The fact that only five other nations have this capability quite
clearly underlines the immense talent, and admirable diligence,
of Indian scientists. Technologically, a test of this nature is
certainly an achievement, especially when one notes that a
similar test had failed two years ago and the Russians had not
kept their promise of transferring cryogenic engine technology
as agreed to earlier. With the US administration arm-twisting
the Russians to lay off on the cryogenic deal with India, it
took a dedicated band of scientists at the Indian Space Research
Organisation (ISRO) just about two years to prove a small but
significant point on Saturday.
The significance of the cryogenic engine is in the phenomenally
powerful thrust it provides to a satellite launch vehicle,
enabling it in the process, to place high-altitude satellites in
a geo-synchronous orbit. This is an essential factor in
satellites that are used mainly for broadcasting and
communications. With a cryogenic engine, India can launch
2.5-ton satellites to an orbit of up to 22,000 miles from earth.

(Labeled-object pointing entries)
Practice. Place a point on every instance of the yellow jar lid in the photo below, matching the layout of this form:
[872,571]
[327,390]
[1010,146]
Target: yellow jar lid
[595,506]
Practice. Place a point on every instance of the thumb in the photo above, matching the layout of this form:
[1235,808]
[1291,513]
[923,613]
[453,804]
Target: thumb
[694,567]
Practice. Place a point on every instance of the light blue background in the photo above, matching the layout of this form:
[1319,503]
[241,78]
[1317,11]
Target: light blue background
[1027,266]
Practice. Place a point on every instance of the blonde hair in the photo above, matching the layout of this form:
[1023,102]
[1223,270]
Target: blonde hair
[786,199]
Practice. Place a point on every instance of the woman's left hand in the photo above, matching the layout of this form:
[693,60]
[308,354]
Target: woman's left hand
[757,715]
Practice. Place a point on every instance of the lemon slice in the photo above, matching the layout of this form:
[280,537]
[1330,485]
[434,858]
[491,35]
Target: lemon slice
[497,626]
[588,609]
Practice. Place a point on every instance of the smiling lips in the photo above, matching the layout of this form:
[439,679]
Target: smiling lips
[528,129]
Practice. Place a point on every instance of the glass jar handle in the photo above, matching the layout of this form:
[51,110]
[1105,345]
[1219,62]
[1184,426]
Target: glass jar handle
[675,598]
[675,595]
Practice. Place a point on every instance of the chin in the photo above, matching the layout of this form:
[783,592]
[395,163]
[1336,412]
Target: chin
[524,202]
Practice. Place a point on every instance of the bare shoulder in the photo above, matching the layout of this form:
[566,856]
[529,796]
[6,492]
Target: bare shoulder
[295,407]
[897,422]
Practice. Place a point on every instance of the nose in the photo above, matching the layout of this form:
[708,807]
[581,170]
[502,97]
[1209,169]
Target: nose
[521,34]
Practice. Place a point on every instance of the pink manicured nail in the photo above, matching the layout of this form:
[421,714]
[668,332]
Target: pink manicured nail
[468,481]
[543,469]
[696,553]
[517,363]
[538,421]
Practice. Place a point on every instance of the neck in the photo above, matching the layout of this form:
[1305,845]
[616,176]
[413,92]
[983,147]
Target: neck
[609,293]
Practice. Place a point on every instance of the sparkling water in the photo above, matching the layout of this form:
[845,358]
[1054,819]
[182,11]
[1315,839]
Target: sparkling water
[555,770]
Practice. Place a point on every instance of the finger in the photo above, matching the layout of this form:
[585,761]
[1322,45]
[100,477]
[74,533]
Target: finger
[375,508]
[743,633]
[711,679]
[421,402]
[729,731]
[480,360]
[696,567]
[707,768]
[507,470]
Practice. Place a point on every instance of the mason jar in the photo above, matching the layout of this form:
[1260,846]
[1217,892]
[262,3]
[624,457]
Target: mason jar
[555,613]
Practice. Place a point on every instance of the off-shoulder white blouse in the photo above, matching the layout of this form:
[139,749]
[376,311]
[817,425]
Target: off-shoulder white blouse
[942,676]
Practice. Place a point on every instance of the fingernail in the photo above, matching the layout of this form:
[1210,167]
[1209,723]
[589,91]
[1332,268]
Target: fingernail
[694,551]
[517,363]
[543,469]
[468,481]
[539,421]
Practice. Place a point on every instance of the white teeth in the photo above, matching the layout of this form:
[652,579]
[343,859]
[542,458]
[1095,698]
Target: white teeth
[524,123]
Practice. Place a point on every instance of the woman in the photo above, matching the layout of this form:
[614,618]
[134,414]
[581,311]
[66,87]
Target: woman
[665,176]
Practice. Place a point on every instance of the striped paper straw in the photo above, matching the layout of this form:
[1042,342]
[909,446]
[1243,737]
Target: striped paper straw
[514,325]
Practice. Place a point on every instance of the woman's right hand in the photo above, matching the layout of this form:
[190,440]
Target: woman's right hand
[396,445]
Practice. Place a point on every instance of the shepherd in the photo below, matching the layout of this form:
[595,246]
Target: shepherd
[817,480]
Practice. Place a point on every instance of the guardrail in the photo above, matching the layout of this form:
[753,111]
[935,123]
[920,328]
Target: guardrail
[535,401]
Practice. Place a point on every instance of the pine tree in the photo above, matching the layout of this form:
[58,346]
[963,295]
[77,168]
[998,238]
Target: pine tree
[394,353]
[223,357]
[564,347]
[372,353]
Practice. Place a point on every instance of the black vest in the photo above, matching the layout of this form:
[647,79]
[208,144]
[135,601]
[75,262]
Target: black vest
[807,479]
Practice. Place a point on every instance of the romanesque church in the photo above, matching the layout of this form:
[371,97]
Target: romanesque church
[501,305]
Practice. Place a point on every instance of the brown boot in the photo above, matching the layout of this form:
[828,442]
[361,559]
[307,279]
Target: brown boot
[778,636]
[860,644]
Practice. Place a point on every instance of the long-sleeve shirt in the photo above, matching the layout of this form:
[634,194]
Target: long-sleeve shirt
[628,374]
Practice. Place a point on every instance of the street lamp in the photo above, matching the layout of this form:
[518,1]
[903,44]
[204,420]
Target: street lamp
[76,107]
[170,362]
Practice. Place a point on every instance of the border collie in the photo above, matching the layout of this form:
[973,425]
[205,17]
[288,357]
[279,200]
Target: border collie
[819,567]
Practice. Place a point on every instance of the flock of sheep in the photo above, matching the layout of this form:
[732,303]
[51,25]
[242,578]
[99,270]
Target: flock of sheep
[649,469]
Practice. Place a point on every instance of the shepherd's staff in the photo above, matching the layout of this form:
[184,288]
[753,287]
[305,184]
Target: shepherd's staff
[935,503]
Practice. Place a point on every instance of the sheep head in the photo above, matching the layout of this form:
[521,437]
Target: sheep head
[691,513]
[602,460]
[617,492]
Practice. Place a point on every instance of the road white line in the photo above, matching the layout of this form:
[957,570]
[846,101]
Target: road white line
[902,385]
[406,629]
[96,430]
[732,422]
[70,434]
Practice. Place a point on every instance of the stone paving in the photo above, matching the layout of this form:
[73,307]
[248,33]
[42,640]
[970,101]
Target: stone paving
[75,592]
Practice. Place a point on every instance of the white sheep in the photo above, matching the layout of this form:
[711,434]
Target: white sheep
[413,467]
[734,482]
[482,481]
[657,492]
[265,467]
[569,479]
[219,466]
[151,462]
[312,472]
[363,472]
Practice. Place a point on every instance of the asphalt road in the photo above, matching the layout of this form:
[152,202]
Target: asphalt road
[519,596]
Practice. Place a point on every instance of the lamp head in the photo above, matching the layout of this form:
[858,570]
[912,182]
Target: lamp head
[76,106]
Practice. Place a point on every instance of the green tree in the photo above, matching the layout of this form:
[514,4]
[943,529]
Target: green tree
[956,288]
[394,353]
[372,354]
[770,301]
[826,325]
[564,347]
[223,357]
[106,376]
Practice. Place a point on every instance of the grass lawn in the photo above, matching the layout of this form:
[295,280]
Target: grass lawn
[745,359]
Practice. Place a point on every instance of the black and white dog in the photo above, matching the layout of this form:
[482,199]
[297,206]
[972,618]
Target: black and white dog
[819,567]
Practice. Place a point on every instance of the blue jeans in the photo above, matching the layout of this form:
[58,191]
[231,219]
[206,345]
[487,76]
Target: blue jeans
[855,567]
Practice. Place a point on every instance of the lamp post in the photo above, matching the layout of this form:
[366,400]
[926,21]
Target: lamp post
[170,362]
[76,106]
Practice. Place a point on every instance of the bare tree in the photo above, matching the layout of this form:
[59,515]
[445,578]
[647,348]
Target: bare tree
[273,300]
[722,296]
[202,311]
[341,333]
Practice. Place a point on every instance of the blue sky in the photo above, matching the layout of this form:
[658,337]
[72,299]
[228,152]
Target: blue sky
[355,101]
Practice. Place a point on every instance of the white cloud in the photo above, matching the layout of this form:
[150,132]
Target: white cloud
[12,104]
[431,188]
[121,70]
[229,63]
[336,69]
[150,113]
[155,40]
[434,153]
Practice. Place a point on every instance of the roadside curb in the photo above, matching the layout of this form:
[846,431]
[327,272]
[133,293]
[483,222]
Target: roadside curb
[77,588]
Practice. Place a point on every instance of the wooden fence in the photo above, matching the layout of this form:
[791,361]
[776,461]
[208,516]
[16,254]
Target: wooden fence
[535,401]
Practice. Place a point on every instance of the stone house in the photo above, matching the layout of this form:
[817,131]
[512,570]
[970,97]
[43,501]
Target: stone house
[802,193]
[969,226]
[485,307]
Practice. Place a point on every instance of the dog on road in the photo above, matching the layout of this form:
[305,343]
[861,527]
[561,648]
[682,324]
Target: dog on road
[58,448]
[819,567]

→ Things to do
1: Which lines of the records contain the word "yellow"? Select and copy each of them, treating case as significant.
2: Can you pick up the excerpt on India's cryogenic engine test after its last sentence and continue it?
The records have no connection to the excerpt on India's cryogenic engine test.

→ Expected answers
1:
Practice. Place a point on every instance of the yellow jar lid in the photo below, matching the layout of this form:
Target: yellow jar lid

2:
Once India is able to produce these engines, it can become a key
player in the highly lucrative commercial launch market
currently cornered by the US, Russia, France, Japan and China.
Another significant fall-out would be on India's ambitious plans
to build an Inter Continental Ballistic Missile (ICBM) in the
next few years.
The test, conducted at the ISRO's Liquid Propulsion Systems
Centre at Mahendragiri Hills in Tamil Nadu, constitutes only the
first step. A series of similar tests, for fine-tuning various
parameters, is essential before the cryogenic engine can become
operational. Scientists expect that these tests would be over in
two years. The resultant engine could provide a thrust of 7.5
tonnes to carry the third Geo-Synchronous Launch Vehicle (GSLV)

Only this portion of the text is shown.